▸ **Tarefa escrita a**
No texto sobre empreendedorismo negro, copie tudo desde "Mãe e filha" até "estratégia deu certo.".

===== Texto para leitura =====

Preconceito dificulta entrada no mercado e leva negro a abrir negócio próprio
Em 2015, dona Janete da Costa, de 60 anos, conseguiu convencer a filha, a designer gráfica Maíra da Costa, de 35 anos, a deixar a Itália, onde morava fazia dois anos, e voltar para o Brasil para criarem juntas o próprio negócio.
Mãe e filha abriram um restaurante natural, com opções fitness, vegetarianas, veganas, sem glúten e lactose na zona norte de São Paulo.
O alvo era uma clientela acostumada à correria da capital paulista, que luta para manter uma alimentação saudável. A estratégia deu certo.
O perfil de dona Janete e Maíra se encaixa no atual momento do empreendedorismo no Brasil: mulheres e negras. De acordo com os dados da pesquisa GEM 2016 (G562 Global Entrepreneurship Monitor), do Sebrae (Serviço Brasileiro de Apoio às Micro e Pequenas Empresas), sete em cada dez novos negócios são criados pela população negra do País.
A pesquisa aponta que 54,4% dos empreendedores iniciais são pardos e 14,3% são pretos, totalizando, assim, 68,7% de negros — dado relevante na data em que se comemora o Dia da Consciência Negra. Os brancos representam 30,5% e os indígenas ou amarelos, 0,8%.
Em entrevista ao R7, Fabiano Nagamatsu, consultor do Sebrae-SP, declara que o número de negros abrindo o próprio negócio está em crescimento. “A princípio, o número de empreendedorismo com essas características tem crescido”, diz.

=====

▸ **Tarefa escrita b**
Identifique nos registros todas as linhas que contêm a palavra "gray" e copie cada uma delas. Maiúsculas e minúsculas fazem diferença.

===== Trecho dos dados =====

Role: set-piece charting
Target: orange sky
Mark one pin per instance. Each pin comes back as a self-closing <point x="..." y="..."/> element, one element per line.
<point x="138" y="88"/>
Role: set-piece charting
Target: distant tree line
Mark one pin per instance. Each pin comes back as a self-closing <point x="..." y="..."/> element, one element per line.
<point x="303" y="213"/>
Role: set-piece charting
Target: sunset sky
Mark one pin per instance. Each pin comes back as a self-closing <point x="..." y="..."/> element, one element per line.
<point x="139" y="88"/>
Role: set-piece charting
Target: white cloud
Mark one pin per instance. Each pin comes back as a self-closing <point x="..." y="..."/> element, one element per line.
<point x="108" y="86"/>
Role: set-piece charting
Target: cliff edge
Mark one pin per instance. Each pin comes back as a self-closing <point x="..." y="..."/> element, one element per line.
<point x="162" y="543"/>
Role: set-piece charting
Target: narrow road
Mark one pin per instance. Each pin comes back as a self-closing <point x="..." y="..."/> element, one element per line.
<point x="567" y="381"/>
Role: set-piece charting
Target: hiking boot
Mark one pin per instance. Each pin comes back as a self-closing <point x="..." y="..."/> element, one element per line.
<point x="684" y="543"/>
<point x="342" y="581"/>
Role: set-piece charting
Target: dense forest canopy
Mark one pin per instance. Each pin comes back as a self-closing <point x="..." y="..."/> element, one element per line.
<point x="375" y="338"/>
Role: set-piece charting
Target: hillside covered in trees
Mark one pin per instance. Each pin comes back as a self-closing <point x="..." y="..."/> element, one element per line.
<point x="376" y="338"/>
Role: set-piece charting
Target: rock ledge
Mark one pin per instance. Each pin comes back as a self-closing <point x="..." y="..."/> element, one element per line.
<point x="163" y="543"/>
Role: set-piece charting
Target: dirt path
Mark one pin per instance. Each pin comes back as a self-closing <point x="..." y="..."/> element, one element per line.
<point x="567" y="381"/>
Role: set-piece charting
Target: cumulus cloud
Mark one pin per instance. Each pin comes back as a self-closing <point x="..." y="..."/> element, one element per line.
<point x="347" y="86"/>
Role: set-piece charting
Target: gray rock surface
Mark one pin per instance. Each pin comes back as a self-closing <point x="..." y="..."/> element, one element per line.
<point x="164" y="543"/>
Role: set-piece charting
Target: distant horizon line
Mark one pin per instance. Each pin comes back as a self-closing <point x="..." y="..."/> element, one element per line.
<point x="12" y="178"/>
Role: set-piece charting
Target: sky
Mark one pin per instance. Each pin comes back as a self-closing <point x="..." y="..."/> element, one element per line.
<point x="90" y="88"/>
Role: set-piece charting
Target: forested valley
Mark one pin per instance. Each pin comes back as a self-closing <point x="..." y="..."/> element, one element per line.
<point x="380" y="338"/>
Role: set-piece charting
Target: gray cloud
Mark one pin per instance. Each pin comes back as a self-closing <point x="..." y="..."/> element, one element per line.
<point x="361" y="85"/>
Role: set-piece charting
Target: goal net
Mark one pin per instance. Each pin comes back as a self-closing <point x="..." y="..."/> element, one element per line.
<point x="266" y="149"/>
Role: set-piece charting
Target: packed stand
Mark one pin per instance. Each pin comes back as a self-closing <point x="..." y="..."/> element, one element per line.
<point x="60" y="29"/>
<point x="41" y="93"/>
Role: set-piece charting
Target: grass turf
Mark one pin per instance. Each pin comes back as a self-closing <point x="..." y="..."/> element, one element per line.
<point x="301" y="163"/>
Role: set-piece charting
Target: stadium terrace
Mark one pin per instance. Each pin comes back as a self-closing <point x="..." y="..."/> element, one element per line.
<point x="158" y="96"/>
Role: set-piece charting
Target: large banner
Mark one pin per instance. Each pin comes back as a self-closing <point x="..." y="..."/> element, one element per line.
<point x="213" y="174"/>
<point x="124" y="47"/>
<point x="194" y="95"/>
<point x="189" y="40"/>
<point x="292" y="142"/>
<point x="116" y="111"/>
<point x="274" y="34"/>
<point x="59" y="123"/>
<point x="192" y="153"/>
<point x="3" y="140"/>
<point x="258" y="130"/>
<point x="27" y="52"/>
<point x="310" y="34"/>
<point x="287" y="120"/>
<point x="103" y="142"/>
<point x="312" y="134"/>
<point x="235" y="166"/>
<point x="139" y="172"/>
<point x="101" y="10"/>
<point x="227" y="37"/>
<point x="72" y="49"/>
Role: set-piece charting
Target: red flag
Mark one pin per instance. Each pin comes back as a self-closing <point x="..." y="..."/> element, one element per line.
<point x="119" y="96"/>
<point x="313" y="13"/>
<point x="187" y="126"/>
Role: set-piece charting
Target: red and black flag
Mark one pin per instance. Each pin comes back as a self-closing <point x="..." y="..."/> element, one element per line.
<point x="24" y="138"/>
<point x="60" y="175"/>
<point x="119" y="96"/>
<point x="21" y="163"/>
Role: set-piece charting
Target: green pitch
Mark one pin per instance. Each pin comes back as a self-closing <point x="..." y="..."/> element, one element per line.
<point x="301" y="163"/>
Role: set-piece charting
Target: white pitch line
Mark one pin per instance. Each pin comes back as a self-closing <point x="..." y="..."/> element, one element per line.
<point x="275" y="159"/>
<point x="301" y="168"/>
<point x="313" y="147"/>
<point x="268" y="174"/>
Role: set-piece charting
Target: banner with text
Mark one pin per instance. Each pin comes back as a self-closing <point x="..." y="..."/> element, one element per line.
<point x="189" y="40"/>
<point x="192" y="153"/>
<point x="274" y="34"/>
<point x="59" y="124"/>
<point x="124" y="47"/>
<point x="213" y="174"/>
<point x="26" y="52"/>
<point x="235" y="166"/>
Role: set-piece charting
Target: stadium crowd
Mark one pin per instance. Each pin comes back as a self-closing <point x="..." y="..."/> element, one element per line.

=====

▸ **Resposta a**
Mãe e filha abriram um restaurante natural, com opções fitness, vegetarianas, veganas, sem glúten e lactose na zona norte de São Paulo.
O alvo era uma clientela acostumada à correria da capital paulista, que luta para manter uma alimentação saudável. A estratégia deu certo.

▸ **Resposta b**
Target: gray rock surface
Target: gray cloud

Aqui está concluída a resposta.